* Quoted text *
((
George Elwood Smith (born May 10, 1930) is an American scientist, applied physicist, and co-inventor of the charge-coupled device (CCD). He was awarded a one-quarter share in the 2009 Nobel Prize in Physics for "the invention of an imaging semiconductor circuit—the CCD sensor, which has become an electronic eye in almost all areas of photography".

Early life
Smith was born in White Plains, New York.  Smith served in the US Navy, and subsequently obtained his B.Sc. degree from the University of Pennsylvania in 1955 and his Ph.D. degree from the University of Chicago in 1959 with a dissertation of only eight pages.

Career
He worked at Bell Labs in Murray Hill, New Jersey from 1959 to his retirement in 1986, where he led research into novel lasers and semiconductor devices.  During his tenure, Smith was awarded dozens of patents and eventually headed the VLSI device department.

In 1969, Smith and Willard Boyle invented the Charge-Coupled Device (CCD),  for which they have jointly received the Franklin Institute's Stuart Ballantine Medal in 1973, the 1974 IEEE Morris N. Liebmann Memorial Award, the 2006 Charles Stark Draper Prize, and the 2009 Nobel Prize in Physics.
))
(Records)
((
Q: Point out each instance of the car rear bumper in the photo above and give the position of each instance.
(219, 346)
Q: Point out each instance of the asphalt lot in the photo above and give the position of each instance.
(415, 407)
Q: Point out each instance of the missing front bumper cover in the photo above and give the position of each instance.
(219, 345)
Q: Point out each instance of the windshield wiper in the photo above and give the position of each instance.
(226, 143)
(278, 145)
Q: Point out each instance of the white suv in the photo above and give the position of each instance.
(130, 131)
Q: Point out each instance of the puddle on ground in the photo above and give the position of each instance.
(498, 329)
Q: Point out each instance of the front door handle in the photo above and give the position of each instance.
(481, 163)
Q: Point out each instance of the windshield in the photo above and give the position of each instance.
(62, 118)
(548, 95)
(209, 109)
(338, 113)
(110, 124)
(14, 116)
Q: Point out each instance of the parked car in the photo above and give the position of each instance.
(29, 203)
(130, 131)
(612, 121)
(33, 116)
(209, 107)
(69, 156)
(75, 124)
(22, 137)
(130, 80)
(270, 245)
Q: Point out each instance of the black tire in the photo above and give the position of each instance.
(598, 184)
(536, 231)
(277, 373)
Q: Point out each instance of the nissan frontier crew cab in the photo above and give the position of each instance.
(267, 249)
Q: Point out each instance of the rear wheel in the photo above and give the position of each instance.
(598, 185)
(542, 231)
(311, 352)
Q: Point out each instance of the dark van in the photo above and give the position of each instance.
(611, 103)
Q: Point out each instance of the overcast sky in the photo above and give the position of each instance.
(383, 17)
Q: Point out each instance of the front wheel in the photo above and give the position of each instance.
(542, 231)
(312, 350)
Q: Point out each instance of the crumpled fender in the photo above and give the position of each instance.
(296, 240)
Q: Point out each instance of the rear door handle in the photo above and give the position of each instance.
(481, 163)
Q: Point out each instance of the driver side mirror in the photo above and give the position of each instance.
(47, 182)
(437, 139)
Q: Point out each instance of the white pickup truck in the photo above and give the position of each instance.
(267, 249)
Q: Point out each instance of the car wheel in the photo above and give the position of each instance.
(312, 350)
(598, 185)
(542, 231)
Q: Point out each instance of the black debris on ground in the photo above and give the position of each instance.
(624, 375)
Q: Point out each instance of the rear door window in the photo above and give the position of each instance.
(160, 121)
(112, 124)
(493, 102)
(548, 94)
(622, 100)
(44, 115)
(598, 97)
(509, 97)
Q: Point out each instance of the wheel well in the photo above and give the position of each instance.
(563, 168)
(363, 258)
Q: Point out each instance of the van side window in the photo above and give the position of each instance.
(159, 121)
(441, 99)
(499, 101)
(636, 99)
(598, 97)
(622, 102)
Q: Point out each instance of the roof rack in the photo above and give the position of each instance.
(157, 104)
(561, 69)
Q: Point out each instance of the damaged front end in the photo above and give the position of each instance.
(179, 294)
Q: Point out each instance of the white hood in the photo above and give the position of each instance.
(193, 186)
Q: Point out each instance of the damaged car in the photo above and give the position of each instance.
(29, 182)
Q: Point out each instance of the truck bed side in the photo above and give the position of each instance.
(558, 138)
))
* Set problem 1 *
Answer these questions from the George Elwood Smith biography:
(a) In what city was Smith born?
(b) In what year did he retire from Bell Labs?
(c) With whom did he invent the charge-coupled device in 1969?
* Set problem 2 *
Continue the George Elwood Smith biography past its last sentence.
This material has no connection to the George Elwood Smith biography.

* Response 1 *
(a) White Plains, New York
(b) 1986
(c) Willard Boyle

* Response 2 *
Both Boyle and Smith were avid sailors who took many trips together.  After retirement Smith sailed around the world with his life partner, Janet, for seventeen years, eventually giving up his hobby in 2003 to "spare his 'creaky bones' from further storms". He currently resides in the Waretown section of Ocean Township, Ocean County, New Jersey.

In 2015, Smith was awarded the Progress Medal and Honorary Fellowship of the Royal Photographic Society. He is a member of Pi Mu Epsilon, Phi Beta Kappa, and Sigma Xi and a fellow of the Institute of Electrical and Electronics Engineers (IEEE) and American Physical Society and a member of the National Academy of Engineering.

In 2017, Smith was announced as one of four winners of the Queen Elizabeth Prize for Engineering, for his contribution to the creation of digital imaging sensors.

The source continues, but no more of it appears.